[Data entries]
----------
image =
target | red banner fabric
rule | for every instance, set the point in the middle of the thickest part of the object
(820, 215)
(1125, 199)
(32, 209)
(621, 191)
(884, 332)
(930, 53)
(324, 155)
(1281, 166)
----------
▸ **GIVEN EXERCISE**:
Format the lines of every record as a JSON list of strings, one string per line, leaving out blank lines.

▸ **RESULT**:
[
  "image =",
  "target | red banner fabric",
  "rule | for every instance, set the point in the middle of the thickest part of the object",
  "(820, 215)",
  "(1125, 199)",
  "(32, 209)",
  "(621, 191)",
  "(884, 332)",
  "(930, 53)",
  "(324, 155)",
  "(1281, 166)"
]